■ Set task:
Your task is to repeat, word for word, the line containing "the stone paving" and all lines that follow it to the end of the material, and no other lines.
::::
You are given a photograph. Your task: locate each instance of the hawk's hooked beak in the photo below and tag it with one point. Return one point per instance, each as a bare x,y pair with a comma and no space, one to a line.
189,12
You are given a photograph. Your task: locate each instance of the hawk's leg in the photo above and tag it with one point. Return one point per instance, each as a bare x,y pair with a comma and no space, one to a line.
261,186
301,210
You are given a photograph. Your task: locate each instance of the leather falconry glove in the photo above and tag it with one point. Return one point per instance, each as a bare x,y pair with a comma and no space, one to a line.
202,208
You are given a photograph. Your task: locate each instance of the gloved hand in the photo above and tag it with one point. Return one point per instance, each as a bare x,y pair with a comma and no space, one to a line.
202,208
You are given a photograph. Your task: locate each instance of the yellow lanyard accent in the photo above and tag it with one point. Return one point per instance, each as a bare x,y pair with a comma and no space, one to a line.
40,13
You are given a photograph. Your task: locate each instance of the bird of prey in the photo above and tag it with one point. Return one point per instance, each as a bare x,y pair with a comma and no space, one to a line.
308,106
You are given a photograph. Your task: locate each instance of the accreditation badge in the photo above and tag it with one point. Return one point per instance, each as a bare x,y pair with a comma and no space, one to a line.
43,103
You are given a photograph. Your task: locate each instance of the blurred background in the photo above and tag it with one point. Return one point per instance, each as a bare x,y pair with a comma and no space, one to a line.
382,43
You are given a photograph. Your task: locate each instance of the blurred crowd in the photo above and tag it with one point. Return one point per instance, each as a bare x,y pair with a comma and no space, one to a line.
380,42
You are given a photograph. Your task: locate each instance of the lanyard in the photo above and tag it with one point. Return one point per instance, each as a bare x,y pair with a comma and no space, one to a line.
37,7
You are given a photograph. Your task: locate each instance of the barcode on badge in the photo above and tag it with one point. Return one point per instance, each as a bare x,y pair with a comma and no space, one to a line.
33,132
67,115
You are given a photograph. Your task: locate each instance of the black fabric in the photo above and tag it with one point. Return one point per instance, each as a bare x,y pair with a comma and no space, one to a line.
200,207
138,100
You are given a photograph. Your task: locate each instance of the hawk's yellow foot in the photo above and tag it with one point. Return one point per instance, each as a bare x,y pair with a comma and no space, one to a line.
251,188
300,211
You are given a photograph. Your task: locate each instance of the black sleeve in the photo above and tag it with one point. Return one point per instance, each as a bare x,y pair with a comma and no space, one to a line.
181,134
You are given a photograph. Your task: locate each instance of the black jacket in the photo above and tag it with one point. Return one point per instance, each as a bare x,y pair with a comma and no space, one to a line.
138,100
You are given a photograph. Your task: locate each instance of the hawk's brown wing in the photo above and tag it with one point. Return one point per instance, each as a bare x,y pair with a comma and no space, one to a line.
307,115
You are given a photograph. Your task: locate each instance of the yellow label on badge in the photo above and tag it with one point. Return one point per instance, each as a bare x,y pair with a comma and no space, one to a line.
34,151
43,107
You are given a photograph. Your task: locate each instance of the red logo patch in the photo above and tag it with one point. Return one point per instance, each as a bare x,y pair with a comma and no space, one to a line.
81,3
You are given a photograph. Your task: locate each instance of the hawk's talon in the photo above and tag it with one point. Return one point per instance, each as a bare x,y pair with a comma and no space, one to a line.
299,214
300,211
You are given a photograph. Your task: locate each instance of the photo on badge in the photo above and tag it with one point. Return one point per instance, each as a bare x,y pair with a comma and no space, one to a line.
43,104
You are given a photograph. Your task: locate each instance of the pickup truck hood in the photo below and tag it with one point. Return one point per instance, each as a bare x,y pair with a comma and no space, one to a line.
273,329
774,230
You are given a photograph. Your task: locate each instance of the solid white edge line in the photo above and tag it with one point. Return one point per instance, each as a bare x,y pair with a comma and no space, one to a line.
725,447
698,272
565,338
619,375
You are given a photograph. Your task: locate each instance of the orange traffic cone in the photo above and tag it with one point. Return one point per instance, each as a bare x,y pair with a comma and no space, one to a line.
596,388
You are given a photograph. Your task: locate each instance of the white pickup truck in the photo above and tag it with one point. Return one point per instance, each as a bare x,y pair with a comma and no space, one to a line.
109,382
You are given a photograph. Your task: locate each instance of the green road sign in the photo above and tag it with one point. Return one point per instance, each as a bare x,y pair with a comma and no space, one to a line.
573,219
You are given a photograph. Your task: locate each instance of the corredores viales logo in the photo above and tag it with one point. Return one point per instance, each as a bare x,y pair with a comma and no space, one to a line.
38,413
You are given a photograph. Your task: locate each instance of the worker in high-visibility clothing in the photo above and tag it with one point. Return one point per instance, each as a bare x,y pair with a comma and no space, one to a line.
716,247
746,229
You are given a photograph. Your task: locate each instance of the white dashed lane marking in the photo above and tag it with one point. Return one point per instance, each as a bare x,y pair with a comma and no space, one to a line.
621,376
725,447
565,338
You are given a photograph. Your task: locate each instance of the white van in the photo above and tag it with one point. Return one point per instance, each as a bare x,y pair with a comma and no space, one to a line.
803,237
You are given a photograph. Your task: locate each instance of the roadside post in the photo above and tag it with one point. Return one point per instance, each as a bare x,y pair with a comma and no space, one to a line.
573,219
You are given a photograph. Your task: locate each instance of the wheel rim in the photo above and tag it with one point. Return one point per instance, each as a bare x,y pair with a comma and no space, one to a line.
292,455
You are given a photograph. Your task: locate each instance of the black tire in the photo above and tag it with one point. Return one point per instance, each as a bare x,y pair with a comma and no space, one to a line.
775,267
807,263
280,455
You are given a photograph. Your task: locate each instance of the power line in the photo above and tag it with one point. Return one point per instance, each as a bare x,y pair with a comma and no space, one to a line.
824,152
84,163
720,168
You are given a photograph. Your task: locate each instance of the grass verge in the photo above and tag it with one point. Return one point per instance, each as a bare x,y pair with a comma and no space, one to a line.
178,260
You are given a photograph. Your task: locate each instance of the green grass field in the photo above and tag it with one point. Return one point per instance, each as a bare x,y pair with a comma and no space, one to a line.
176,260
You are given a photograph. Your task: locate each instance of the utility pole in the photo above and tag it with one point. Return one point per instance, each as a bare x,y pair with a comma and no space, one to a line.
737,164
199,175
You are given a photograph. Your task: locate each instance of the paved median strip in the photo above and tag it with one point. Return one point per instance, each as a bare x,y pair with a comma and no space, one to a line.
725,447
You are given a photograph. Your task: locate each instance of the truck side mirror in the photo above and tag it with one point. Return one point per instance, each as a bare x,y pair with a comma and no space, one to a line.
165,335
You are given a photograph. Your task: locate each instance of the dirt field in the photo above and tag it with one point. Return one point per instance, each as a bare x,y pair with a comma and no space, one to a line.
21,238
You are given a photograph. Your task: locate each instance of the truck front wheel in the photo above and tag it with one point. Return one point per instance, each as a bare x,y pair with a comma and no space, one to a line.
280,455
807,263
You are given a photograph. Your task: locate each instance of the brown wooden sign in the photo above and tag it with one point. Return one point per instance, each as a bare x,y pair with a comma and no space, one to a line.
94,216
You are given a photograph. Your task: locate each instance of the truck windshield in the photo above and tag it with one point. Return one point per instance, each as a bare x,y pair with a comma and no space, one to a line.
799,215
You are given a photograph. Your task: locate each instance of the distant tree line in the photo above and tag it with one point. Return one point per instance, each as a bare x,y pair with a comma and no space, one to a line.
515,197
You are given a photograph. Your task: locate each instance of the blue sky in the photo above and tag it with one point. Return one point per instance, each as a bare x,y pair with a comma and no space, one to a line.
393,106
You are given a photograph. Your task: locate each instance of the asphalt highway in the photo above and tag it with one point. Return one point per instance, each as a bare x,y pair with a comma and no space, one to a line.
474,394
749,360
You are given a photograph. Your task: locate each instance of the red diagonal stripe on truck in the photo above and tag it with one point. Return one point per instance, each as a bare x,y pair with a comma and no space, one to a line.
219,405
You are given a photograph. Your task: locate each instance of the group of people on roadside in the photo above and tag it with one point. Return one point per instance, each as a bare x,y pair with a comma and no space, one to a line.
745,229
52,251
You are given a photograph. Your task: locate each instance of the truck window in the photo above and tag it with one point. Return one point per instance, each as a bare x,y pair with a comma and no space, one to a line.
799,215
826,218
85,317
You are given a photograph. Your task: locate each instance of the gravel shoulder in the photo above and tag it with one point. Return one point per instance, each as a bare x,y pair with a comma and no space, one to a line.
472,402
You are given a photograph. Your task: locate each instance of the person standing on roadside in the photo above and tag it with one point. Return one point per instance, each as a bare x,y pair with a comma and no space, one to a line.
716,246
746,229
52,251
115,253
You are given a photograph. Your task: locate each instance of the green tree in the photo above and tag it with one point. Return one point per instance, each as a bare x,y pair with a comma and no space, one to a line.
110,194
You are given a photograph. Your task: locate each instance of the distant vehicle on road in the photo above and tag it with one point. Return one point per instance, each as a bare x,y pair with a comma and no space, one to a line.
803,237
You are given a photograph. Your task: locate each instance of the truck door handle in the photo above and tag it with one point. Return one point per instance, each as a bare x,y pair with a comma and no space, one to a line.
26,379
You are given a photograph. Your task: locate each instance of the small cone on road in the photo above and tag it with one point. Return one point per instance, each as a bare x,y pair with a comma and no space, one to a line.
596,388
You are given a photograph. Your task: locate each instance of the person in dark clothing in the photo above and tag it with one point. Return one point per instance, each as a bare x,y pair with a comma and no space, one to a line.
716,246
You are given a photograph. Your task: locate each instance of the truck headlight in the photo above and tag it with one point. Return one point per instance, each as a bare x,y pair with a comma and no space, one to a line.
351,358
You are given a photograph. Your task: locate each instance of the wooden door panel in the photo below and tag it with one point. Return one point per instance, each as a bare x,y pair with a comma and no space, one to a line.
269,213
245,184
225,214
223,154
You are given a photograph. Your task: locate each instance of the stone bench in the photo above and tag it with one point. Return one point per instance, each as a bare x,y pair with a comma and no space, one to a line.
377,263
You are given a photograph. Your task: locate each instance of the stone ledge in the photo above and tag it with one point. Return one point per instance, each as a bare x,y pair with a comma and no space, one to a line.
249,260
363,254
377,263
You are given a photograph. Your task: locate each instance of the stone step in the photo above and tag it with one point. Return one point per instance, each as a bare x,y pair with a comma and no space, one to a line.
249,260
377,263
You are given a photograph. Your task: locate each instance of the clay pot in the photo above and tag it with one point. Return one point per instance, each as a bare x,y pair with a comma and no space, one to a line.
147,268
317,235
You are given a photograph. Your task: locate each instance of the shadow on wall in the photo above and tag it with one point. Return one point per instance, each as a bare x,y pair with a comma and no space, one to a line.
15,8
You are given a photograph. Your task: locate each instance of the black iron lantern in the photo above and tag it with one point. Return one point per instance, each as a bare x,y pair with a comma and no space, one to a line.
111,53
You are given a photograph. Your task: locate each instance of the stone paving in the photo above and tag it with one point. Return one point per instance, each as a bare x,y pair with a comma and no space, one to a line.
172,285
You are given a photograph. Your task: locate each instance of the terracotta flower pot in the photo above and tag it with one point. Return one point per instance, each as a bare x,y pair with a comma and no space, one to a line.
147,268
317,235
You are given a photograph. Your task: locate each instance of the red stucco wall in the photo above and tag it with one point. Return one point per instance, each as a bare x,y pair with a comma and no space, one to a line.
::::
■ Response below:
You are given a photograph. Your task: locate each instance of the stone paving in the photo above and tag it with one point. Return one point per instance, each as a bare x,y pair with a comma and no space, one to a line.
172,285
You are given a photograph. Your task: locate each instance of the terracotta flower pot in the photo above and tag it with one point. Return one point per instance, each as a bare x,y pair with a comma and no space, one to a line.
147,268
317,235
You are given a photograph. Your task: locate each instance of the red stucco wall in the photo above and tag it with one point. Return one point per instance, each as a bare x,y pair with a comma and no space, one to a line.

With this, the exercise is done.